On any given day, Sucuri sees thousands of clients go through the PCI compliance process. The requirements outlined by the Payment Card Industry Data Security Standards (PCI DSS) are mandatory for any website accepting credit card payment, and this process can be very stressful for website owners not familiar with these guidelines. Failure to comply with PCI requirements could result in penalties, large fines, or even lose the ability to take online credit card payments. 

False Positive PCI Vulnerability Reports

We have recently seen a number of false positive reports for clients using our Web Application Firewall (WAF) related to a collection of vulnerabilities (CVE-2019-5592). 

  • Zombie POODLE (Invalid padding with valid MAC)
  • GOLDENDOODLE (Valid padding with an invalid MAC)
  • 0-Length OpenSSL (Invalid Mac/Valid Pad, 0-length record)
  • Sleeping POODLE (invalid padding with valid MAC)

These false positives are originating from a handful of PCI compliance specialists who have wrongly flagged websites using our WAF as non-compliant. As an ecommerce website who depends on revenue, I can only imagine how distressing it would be to receive an email with a warning that you have failed PCI compliance — and these empty claims that the WAF is vulnerable have no basis and have not been proven. 

POODLE & DOODLE: Vulnerability Details

By leveraging these vulnerabilities, a bad actor may be able to decipher TLS connections — essentially, peek inside encrypted traffic. This is a very complex hack to achieve, and I’ll describe a bit further in detail how the vulnerability works and why WAF users are protected.

What’s happening here is the block cypher ECDHE-RSA-AES256-SHA384 on TLSv1.2  that the WAF uses can, in certain circumstances, be leveraged in these attacks. But this doesn’t mean that the WAF is vulnerable, only that the block cypher exists on the WAF.

Block cypher ECDHE-RSA-AES256-SHA384 is expressly listed as approved by NIST on page 26 of NIST.SP.800-52r2.pdf. You can find a redirect to this resource on page 70 of PCI-DSS-v4_0.pdf, the most current relevant standards. 

There is nothing wrong with this block cypher itself — in certain circumstances it is possible to leverage an attack on it, but due to our proprietary WAF rules and technology, any site using the WAF would be protected against these attacks.

- - - - - - -

> **DIRECTION A**
Which lines of the listing below contain the word "lawn"? Find each one and copy it in full, treating uppercase and lowercase as different.

(Point labeling data based on photos)

- - - - - - -

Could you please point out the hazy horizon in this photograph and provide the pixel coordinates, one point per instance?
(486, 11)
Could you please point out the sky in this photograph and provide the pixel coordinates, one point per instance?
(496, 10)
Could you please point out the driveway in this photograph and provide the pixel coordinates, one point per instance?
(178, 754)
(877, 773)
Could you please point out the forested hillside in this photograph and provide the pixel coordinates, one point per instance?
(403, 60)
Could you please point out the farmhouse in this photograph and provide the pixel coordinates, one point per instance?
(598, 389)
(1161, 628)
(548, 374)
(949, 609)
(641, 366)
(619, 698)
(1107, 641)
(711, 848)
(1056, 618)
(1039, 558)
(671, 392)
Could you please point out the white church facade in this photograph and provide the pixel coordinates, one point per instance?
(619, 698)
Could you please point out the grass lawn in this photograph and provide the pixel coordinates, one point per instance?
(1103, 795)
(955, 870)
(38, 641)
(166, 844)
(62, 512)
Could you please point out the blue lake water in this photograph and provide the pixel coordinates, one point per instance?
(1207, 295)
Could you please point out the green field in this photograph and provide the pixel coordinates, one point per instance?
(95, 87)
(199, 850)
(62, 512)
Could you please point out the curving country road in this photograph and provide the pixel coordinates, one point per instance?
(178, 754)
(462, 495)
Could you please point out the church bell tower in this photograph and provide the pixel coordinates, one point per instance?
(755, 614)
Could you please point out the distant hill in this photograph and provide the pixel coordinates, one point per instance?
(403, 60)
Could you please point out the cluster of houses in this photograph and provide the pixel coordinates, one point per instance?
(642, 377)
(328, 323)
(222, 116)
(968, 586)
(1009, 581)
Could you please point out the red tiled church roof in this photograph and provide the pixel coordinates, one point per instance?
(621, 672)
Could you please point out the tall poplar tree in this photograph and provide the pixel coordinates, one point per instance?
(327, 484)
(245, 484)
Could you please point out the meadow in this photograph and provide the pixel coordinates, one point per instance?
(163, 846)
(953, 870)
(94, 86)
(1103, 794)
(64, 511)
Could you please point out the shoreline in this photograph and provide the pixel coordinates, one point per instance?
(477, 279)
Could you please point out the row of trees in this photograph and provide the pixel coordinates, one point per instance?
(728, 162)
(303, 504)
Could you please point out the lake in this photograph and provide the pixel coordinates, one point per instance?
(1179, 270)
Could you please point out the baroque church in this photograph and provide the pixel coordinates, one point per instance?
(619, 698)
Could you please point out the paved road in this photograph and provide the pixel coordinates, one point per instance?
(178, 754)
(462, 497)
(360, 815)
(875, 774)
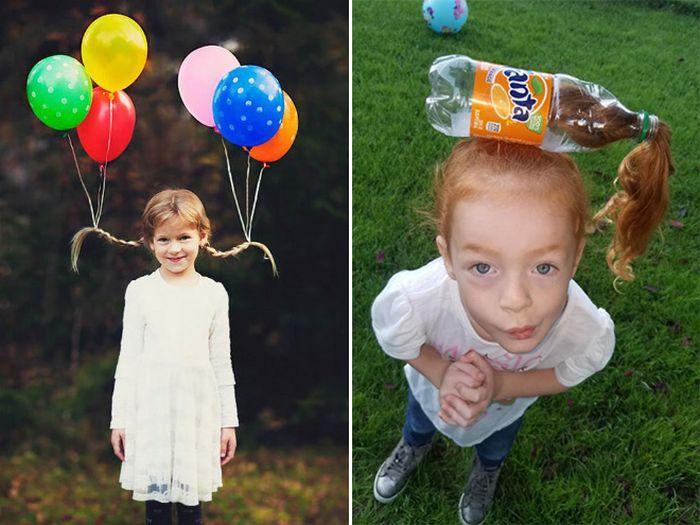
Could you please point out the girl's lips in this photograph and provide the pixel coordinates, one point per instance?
(522, 332)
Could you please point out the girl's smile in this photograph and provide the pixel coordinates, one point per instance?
(176, 246)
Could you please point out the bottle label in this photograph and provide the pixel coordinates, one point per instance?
(510, 104)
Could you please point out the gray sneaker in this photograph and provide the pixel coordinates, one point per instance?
(392, 476)
(478, 493)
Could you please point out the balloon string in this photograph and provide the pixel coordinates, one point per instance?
(82, 183)
(255, 200)
(233, 190)
(247, 193)
(103, 169)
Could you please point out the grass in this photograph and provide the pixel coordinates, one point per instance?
(285, 487)
(624, 447)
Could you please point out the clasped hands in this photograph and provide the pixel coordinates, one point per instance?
(467, 389)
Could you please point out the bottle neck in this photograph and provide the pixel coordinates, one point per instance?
(647, 125)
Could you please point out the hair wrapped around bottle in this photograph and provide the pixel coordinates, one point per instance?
(640, 204)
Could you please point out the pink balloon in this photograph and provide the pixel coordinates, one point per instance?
(198, 77)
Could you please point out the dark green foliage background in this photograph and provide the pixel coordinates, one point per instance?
(59, 332)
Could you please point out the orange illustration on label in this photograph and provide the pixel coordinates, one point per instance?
(510, 104)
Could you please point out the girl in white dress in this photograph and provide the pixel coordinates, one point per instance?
(497, 319)
(174, 411)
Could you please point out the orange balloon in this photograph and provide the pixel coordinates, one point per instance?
(278, 146)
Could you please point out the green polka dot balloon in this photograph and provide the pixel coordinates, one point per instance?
(59, 91)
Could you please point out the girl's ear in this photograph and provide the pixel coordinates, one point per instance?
(445, 253)
(579, 254)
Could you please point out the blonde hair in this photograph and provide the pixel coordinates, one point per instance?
(641, 203)
(478, 166)
(163, 206)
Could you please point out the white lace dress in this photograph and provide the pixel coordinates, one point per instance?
(174, 389)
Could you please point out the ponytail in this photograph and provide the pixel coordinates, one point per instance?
(638, 208)
(79, 237)
(241, 248)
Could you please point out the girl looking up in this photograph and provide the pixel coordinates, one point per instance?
(497, 320)
(174, 410)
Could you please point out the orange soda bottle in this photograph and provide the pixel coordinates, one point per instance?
(470, 98)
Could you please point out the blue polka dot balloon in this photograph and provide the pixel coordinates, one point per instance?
(445, 16)
(248, 106)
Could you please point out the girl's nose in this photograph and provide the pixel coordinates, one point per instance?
(515, 295)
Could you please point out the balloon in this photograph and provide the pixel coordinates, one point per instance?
(278, 146)
(59, 91)
(94, 131)
(198, 77)
(248, 106)
(114, 51)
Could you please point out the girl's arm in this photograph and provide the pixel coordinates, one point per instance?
(220, 359)
(530, 383)
(431, 364)
(445, 375)
(129, 352)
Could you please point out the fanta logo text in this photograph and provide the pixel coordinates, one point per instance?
(520, 94)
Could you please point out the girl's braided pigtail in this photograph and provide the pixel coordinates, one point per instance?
(239, 249)
(79, 237)
(640, 205)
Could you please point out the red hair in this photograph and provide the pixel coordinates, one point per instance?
(479, 166)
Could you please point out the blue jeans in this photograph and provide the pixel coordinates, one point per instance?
(418, 430)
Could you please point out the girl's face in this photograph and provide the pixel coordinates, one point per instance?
(176, 245)
(512, 259)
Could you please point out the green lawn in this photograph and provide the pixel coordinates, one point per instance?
(624, 447)
(297, 486)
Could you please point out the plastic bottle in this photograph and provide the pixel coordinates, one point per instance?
(555, 112)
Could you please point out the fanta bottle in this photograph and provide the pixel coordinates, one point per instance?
(555, 112)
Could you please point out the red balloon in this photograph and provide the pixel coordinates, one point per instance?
(94, 133)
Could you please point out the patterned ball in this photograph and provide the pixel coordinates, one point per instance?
(445, 16)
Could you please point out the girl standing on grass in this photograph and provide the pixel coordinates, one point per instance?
(174, 410)
(498, 320)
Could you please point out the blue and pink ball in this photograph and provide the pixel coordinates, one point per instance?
(445, 16)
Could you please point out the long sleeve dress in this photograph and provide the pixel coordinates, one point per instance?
(174, 389)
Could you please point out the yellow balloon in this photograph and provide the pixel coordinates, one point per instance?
(114, 51)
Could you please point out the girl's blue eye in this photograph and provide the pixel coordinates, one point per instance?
(482, 268)
(544, 269)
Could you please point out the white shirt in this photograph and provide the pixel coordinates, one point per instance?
(169, 327)
(423, 306)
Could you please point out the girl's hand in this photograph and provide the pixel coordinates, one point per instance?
(228, 444)
(118, 440)
(465, 406)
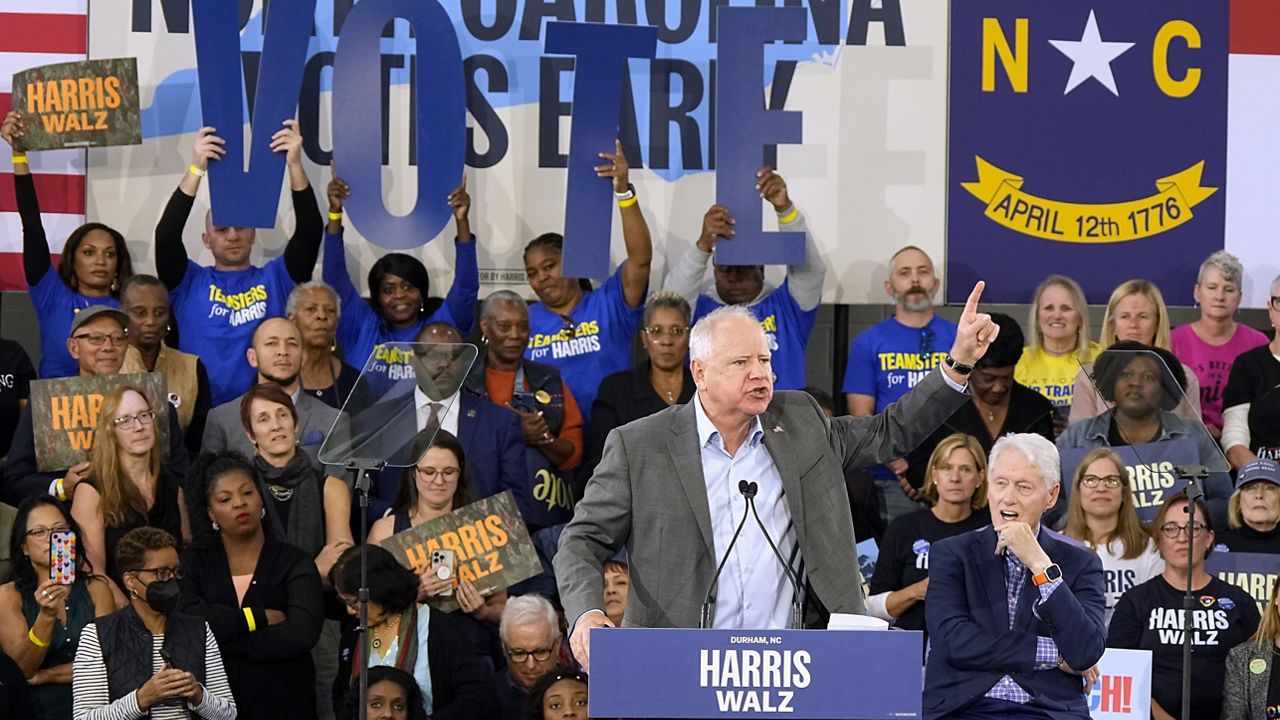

- - - - - - -

> **DIRECTION B**
Extract the stretch of the PCI compliance text from "Block cypher ECDHE-RSA-AES256-SHA384 is" through "against these attacks." and reproduce it word for word.

> **EXERCISE RESPONSE A**
Could you please point out the grass lawn in this photograph and provide the pixel coordinates, one point per instance?
Could you please point out the green lawn in this photograph and provide the pixel coordinates, one point per instance?

> **EXERCISE RESPONSE B**
Block cypher ECDHE-RSA-AES256-SHA384 is expressly listed as approved by NIST on page 26 of NIST.SP.800-52r2.pdf. You can find a redirect to this resource on page 70 of PCI-DSS-v4_0.pdf, the most current relevant standards. 

There is nothing wrong with this block cypher itself — in certain circumstances it is possible to leverage an attack on it, but due to our proprietary WAF rules and technology, any site using the WAF would be protected against these attacks.